[TASK TO CARRY OUT] How many lines of the listing below contain the word "green"? Reply with that number alone.

─── TASK DATA

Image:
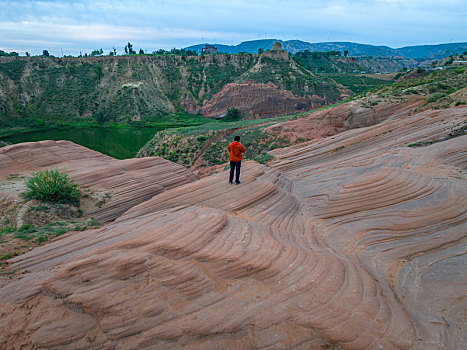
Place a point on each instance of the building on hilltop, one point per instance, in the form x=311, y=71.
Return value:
x=277, y=46
x=209, y=49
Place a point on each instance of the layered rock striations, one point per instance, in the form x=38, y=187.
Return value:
x=142, y=87
x=351, y=242
x=257, y=100
x=126, y=182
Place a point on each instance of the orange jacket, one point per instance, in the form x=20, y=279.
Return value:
x=236, y=149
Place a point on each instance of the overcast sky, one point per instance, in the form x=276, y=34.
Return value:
x=84, y=25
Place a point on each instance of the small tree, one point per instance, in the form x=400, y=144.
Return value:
x=129, y=49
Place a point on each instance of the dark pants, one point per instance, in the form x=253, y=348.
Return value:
x=235, y=166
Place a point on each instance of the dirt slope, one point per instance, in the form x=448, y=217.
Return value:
x=128, y=182
x=355, y=241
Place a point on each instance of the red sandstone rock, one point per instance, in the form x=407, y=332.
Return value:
x=265, y=100
x=355, y=241
x=347, y=116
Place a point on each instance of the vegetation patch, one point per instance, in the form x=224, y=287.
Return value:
x=52, y=185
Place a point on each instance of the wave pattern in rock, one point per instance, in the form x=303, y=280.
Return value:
x=353, y=242
x=129, y=181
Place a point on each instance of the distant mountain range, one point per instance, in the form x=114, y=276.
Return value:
x=293, y=46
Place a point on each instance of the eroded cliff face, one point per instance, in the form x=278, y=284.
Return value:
x=355, y=241
x=257, y=100
x=145, y=87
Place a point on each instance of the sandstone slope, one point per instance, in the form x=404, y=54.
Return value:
x=352, y=242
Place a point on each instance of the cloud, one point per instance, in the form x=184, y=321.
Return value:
x=87, y=24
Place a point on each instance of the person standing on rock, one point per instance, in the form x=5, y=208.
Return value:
x=236, y=149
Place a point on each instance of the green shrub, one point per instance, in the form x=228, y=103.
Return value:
x=51, y=185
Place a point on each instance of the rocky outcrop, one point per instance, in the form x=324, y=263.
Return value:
x=347, y=116
x=257, y=100
x=138, y=87
x=127, y=182
x=351, y=242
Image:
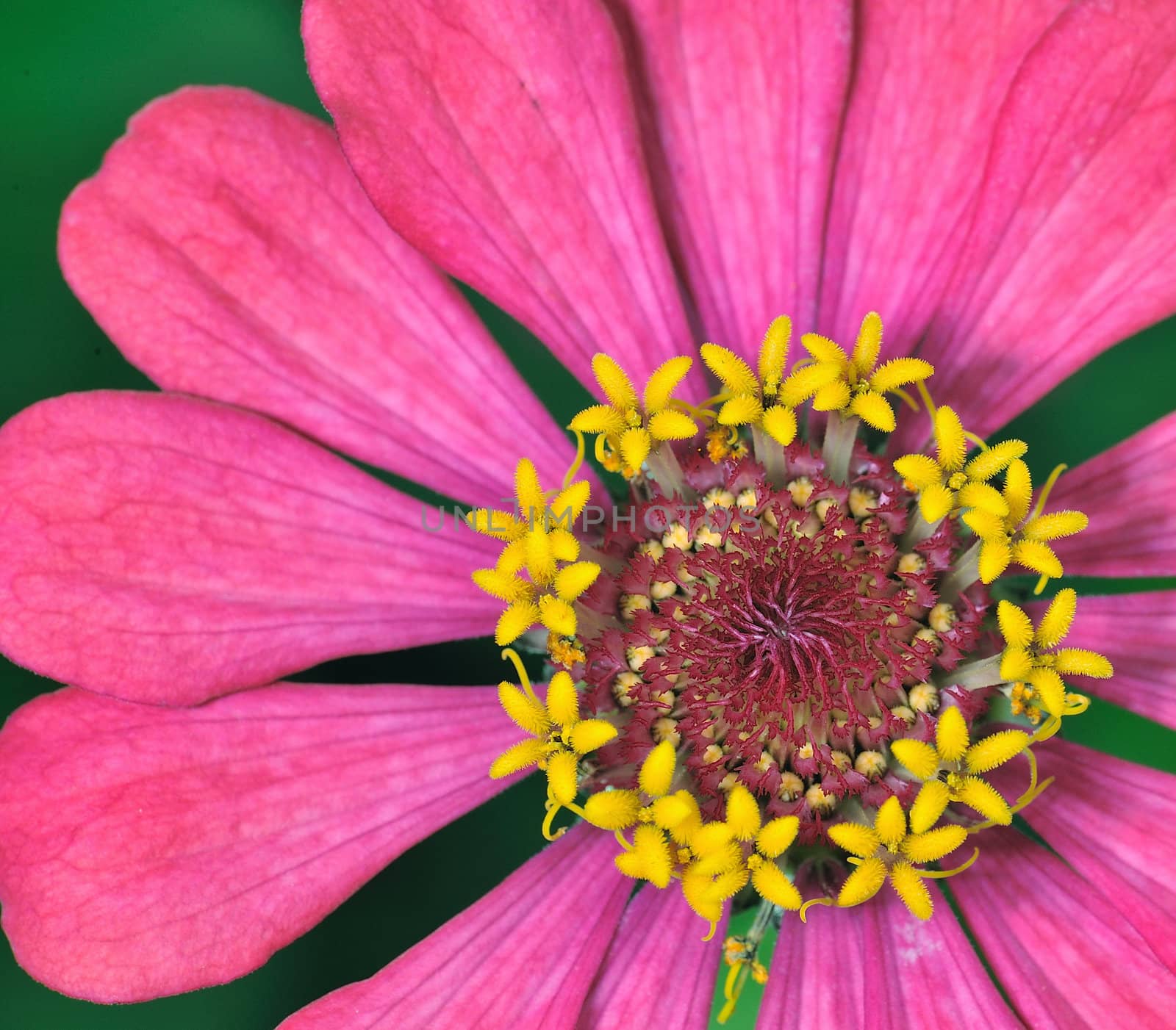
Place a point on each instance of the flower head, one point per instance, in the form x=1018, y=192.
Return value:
x=776, y=674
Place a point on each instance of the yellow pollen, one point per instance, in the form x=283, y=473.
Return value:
x=642, y=683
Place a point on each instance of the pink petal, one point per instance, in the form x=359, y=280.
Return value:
x=500, y=140
x=229, y=251
x=1128, y=494
x=523, y=956
x=146, y=851
x=166, y=550
x=1007, y=190
x=879, y=967
x=1135, y=632
x=745, y=105
x=659, y=971
x=1064, y=954
x=1115, y=824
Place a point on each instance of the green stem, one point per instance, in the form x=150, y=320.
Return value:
x=840, y=434
x=770, y=455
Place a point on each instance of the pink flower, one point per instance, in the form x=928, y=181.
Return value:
x=633, y=178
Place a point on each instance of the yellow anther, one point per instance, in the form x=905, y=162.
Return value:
x=559, y=738
x=962, y=760
x=650, y=859
x=1032, y=654
x=853, y=385
x=613, y=809
x=538, y=541
x=892, y=840
x=742, y=814
x=947, y=482
x=1014, y=538
x=628, y=428
x=656, y=771
x=752, y=400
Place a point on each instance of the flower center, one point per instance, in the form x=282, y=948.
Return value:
x=784, y=638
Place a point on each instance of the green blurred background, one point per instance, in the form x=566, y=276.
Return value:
x=72, y=76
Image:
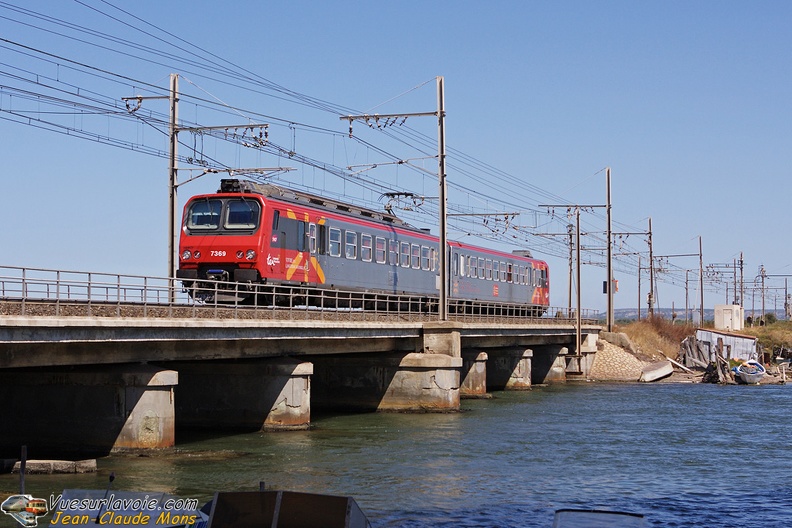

──────

[TASK RESULT] 3